Exercise directions: Restate each entry below word for word, without skipping any.

——————

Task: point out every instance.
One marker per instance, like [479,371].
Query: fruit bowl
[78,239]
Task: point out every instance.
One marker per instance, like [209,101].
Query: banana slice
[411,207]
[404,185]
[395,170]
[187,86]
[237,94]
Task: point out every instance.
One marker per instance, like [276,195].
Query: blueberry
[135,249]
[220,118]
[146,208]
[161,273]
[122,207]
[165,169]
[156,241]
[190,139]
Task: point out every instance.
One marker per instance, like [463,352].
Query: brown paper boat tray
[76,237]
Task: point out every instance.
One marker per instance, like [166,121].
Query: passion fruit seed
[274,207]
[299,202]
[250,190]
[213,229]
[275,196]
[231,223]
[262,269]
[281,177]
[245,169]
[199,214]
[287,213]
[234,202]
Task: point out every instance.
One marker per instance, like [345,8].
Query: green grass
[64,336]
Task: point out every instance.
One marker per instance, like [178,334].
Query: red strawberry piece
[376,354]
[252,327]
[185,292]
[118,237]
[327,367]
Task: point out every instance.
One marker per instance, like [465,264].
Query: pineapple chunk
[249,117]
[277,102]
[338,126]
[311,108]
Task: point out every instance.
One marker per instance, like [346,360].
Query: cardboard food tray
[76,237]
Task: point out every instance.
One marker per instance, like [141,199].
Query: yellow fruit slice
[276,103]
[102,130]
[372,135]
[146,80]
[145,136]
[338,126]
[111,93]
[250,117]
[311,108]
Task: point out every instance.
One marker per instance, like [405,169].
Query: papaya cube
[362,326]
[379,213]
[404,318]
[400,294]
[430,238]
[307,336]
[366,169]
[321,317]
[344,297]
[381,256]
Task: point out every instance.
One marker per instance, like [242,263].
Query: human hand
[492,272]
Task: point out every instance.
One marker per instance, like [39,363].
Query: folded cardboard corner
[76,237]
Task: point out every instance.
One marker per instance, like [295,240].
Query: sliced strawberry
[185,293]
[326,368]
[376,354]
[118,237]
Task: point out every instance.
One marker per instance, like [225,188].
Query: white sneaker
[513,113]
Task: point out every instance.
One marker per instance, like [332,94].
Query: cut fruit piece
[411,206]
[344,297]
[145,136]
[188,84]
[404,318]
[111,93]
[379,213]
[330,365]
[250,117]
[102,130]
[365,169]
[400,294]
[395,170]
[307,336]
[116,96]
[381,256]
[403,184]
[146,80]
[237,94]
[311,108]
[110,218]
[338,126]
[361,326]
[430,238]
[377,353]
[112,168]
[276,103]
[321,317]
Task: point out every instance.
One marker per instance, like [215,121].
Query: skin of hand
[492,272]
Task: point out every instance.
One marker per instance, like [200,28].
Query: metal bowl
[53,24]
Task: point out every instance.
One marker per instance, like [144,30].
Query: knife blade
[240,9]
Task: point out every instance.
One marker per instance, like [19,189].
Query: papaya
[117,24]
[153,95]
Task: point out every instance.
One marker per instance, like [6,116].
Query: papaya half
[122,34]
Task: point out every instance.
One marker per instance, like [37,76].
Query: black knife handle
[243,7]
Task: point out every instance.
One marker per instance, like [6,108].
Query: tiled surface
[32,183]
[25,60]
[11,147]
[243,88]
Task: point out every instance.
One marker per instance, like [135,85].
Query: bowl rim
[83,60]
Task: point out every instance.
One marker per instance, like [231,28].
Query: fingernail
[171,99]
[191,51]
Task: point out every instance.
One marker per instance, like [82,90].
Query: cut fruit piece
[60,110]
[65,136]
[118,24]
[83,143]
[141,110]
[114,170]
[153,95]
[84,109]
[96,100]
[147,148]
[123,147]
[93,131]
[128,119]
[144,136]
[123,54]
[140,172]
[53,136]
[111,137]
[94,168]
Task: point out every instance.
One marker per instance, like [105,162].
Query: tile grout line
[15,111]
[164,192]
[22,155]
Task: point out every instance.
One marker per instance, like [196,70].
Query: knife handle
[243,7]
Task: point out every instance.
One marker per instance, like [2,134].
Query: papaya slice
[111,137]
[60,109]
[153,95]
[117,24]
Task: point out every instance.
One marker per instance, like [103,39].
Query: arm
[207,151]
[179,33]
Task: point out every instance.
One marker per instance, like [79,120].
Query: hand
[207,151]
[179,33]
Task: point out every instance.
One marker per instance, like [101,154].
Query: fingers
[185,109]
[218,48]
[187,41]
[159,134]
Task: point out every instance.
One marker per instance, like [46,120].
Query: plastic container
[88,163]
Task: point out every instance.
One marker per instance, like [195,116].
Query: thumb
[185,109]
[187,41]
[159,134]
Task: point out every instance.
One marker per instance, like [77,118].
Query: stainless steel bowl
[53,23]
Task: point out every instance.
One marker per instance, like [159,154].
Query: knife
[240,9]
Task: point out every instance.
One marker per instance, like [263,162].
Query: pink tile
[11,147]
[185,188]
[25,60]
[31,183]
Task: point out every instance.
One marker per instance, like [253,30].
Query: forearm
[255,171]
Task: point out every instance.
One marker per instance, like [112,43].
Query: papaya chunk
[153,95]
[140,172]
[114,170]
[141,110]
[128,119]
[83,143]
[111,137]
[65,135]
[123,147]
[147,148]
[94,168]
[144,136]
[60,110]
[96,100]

——————

Result for this exercise:
Task: point out every instance.
One marker per instance, like [479,371].
Query: fruit bowl
[78,239]
Task: point out every instance.
One marker per instance, like [209,101].
Query: banana slice
[411,207]
[404,185]
[395,170]
[187,86]
[237,94]
Task: point out every instance.
One marker per instance, like [276,195].
Query: blueberry
[135,249]
[220,118]
[146,208]
[161,273]
[122,207]
[165,169]
[156,241]
[190,139]
Task: point out every instance.
One marker per instance, like [463,352].
Query: brown paper boat tray
[76,237]
Task: point out every instance.
One marker per instance, like [166,121].
Query: passion fruit seed
[274,207]
[299,202]
[250,190]
[213,229]
[275,196]
[231,223]
[262,269]
[281,177]
[245,169]
[199,214]
[287,213]
[234,202]
Task: point out every instance.
One marker per instance, like [345,8].
Query: green grass
[64,336]
Task: point out every instance.
One marker per instance, like [178,334].
Query: red strawberry piece
[376,354]
[252,327]
[185,292]
[118,237]
[327,367]
Task: point out every instance.
One marker per instance, like [465,264].
Query: pineapple chunk
[249,117]
[277,102]
[338,126]
[311,108]
Task: point out every instance.
One marker per instance, like [346,360].
Query: cardboard food tray
[76,237]
Task: point out every instance.
One marker per instance, like [141,199].
Query: yellow fruit slice
[276,103]
[102,130]
[372,135]
[146,80]
[145,136]
[338,126]
[111,93]
[250,117]
[311,108]
Task: point out every instance.
One marker per instance, like [405,169].
Query: papaya cube
[362,326]
[379,213]
[404,318]
[400,294]
[430,238]
[307,336]
[366,169]
[321,317]
[344,297]
[381,256]
Task: point out every instance.
One marker per instance, like [242,263].
Query: human hand
[492,272]
Task: point out every instance.
One marker per instance, like [39,363].
Query: folded cardboard corner
[76,237]
Task: point out every instance.
One marker per instance, like [295,240].
Query: sliced strawberry
[185,293]
[326,368]
[376,354]
[118,237]
Task: point out every instance.
One marker per instance, like [225,188].
Query: white sneaker
[513,113]
Task: point out every instance.
One marker per instance, like [332,94].
Query: cut fruit piece
[411,206]
[344,297]
[145,136]
[188,84]
[404,318]
[111,93]
[379,213]
[330,365]
[250,117]
[102,130]
[365,169]
[400,294]
[395,170]
[307,336]
[116,96]
[381,256]
[403,184]
[146,80]
[237,94]
[311,108]
[110,218]
[338,126]
[361,326]
[430,238]
[377,353]
[112,168]
[276,103]
[321,317]
Task: point out every instance.
One marker per instance, like [215,121].
Query: skin of hand
[492,272]
Task: point out every instance.
One marker per instance, like [200,28].
Query: metal bowl
[53,24]
Task: point out every instance.
One marker per instance, like [144,30].
Query: knife blade
[240,9]
Task: point out every instance.
One marker per instance, like [19,189].
Query: papaya
[117,24]
[153,95]
Task: point out every instance.
One marker per instance, like [6,116].
Query: papaya half
[122,34]
Task: point out every instance.
One marker per instance, like [37,76].
Query: black knife handle
[243,7]
Task: point out every instance.
One marker per instance, like [6,108].
Query: tiled surface
[32,183]
[25,60]
[11,147]
[243,88]
Task: point out every instance.
One marker per instance, like [135,85].
Query: bowl rim
[83,60]
Task: point out every instance.
One marker per instance, like [231,28].
Query: fingernail
[171,99]
[191,51]
Task: point out every instance.
One marker per instance, like [82,90].
Query: cut fruit piece
[60,110]
[65,136]
[118,24]
[83,143]
[141,110]
[114,170]
[153,95]
[84,109]
[96,100]
[147,148]
[123,147]
[93,131]
[128,119]
[144,136]
[123,54]
[140,172]
[53,136]
[111,137]
[94,168]
Task: point out every instance.
One marker per instance, like [105,162].
Query: tile grout line
[15,111]
[164,192]
[22,155]
Task: point out every instance.
One marker per instance, like [196,70].
Query: knife handle
[243,7]
Task: point out every instance.
One marker per instance, like [2,134].
Query: papaya slice
[111,137]
[60,109]
[153,95]
[117,24]
Task: point out every instance.
One marker per instance, like [103,39].
Query: arm
[207,151]
[179,33]
Task: point out every instance.
One marker per instance, like [79,120].
Query: hand
[207,151]
[179,33]
Task: point out every instance.
One marker per instance, like [101,154].
Query: fingers
[185,109]
[218,48]
[187,41]
[159,134]
Task: point out every instance.
One marker per instance, like [46,120].
Query: plastic container
[88,163]
Task: point out every instance.
One marker per instance, like [195,116].
Query: thumb
[185,109]
[187,41]
[159,134]
Task: point out every instance.
One marker per instance, like [77,118].
Query: stainless steel bowl
[53,23]
Task: point out every instance.
One marker per instance, like [159,154].
Query: knife
[240,9]
Task: point out every instance.
One marker per instance, like [263,162].
Query: pink tile
[11,147]
[185,188]
[25,60]
[31,183]
Task: point out every instance.
One marker per instance, like [253,30].
Query: forearm
[255,171]
Task: point out every instance.
One marker per instance, like [112,43].
Query: papaya chunk
[153,95]
[140,172]
[114,170]
[141,110]
[128,119]
[83,143]
[111,137]
[65,135]
[123,147]
[147,148]
[94,168]
[144,136]
[60,110]
[96,100]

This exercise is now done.